### SOURCE DATA

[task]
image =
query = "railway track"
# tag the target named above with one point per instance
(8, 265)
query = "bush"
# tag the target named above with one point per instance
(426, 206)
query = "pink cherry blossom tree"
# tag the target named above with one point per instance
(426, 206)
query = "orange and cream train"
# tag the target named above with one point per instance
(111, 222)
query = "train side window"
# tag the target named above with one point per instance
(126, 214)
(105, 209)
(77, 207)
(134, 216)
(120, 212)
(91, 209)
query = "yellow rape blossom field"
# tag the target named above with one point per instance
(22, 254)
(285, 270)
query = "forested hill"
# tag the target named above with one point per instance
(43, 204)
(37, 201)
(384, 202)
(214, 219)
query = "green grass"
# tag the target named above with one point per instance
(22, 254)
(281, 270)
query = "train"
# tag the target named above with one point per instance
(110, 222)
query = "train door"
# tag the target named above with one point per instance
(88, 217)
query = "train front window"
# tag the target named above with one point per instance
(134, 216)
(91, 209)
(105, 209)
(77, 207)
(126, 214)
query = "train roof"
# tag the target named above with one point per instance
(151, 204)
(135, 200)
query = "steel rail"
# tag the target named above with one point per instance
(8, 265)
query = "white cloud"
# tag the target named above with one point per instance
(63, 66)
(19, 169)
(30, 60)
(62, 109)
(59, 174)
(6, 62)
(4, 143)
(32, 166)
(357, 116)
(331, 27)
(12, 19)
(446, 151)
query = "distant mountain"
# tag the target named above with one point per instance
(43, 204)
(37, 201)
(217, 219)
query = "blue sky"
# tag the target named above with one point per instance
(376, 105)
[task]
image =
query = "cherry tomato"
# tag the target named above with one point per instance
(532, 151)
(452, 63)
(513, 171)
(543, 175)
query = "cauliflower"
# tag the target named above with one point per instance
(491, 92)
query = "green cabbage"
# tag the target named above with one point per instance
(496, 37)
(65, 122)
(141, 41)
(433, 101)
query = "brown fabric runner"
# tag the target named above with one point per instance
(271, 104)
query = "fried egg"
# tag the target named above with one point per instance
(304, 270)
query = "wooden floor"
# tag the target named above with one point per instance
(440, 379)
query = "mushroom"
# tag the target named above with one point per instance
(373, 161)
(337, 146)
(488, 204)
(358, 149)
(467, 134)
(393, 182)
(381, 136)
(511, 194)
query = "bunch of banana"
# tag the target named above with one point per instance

### TASK DESCRIPTION
Find the lines that mention "window" in the entries and show them.

### ANSWER AREA
query = "train side window"
query = "train front window"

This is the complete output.